▶ [Problem description]
Write out, word for word, the part of the passage on the bot's object detection starting with "The above code" and going on through "with threshold values.".

▶ [Passage given]
The above code is the main block for recognition where we are capturing the camera frames and processing it. Similarly, we are detecting the position of the object detected using the section below and it is the rule engine that is hard-coded with threshold values.

if mid_x>0 and mid_x<0.3:
              elif mid_x>0.7 and mid_x<1:
              if apx_distance <=0.3:
                if mid_x > 0.3 and mid_x < 0.7:
                  cv2.putText(image_np, 'WARNING!!!', (50,50), cv2.FONT_HERSHEY_SIMPLEX, 1.0, (0,0,255), 3)

From here, we are using serial port communication to send the action commands to the motor controller for the bot to act.

Sample Images from Test Run

On the left side of the image below is the agent. We have used toy cars to create a virtual environment of one of the real-world scenarios such as having other vehicles on the road. Behind that is the serial monitor for the Arduino UNO. As shown on the right side, the algorithm works perfectly in detecting the car with the percentage of accuracy being also displayed.

The algorithm not only detects the vehicles surrounding it but also gives a warning.

Frame Captured During Test Run
Figure 4. Frame Captured During Test Run

More test cases are shown below from the sample run:

Bot Detecting a Car and Changes its Path
Figure 5. The Bot Detecting a Car and Changes its Path

More test cases on sample run
Figure 6. More test cases on sample run

Test cases on sample run
Figure 7. More test cases on sample run

The above image (Figure.7) shows that maximum accuracy (97%) is achieved at times.

The frame per second (FPS) rate is nearly 9-10 and can be improved by adding more computational power to the processing unit and optimizing the algorithms. Initially, the algorithm gave approximately 3-4 FPS, but through optimization, we were able to achieve better results.

▶ [Data excerpts]
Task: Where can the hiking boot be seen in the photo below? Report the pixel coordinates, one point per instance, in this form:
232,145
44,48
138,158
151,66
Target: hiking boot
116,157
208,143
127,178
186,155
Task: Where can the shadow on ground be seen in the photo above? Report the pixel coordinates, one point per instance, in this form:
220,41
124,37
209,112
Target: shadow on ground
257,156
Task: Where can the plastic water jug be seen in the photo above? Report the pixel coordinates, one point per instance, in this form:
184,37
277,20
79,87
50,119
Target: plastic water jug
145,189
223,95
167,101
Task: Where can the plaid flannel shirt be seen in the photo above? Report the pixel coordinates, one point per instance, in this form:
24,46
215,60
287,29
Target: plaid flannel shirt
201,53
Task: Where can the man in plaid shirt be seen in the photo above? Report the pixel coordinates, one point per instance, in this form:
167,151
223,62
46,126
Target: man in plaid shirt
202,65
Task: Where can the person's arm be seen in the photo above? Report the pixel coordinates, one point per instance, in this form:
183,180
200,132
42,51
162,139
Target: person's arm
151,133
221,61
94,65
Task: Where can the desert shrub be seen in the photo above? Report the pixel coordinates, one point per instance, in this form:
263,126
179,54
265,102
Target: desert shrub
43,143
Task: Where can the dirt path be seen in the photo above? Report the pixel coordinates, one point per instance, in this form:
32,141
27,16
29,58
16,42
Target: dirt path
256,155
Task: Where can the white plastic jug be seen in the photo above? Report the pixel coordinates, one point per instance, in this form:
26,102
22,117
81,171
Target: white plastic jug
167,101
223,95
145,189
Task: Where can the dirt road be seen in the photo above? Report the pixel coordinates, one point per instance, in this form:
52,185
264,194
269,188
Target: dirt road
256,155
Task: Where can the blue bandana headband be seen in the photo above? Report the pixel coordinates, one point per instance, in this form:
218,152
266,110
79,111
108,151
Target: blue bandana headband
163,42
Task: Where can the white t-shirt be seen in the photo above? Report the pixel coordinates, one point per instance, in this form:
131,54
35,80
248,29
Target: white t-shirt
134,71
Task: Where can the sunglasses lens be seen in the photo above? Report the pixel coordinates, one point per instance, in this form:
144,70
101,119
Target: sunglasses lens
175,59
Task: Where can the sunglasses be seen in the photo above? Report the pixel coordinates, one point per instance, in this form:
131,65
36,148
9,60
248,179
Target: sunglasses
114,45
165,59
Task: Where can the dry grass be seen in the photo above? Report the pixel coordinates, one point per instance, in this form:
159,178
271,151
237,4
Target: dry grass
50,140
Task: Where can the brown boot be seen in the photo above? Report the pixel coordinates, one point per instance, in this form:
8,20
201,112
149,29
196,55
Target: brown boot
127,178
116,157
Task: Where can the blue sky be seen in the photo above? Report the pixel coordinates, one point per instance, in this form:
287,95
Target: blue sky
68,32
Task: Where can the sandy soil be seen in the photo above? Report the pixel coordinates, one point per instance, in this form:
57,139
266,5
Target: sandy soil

▶ [Written answer]
The above code is the main block for recognition where we are capturing the camera frames and processing it. Similarly, we are detecting the position of the object detected using the section below and it is the rule engine that is hard-coded with threshold values.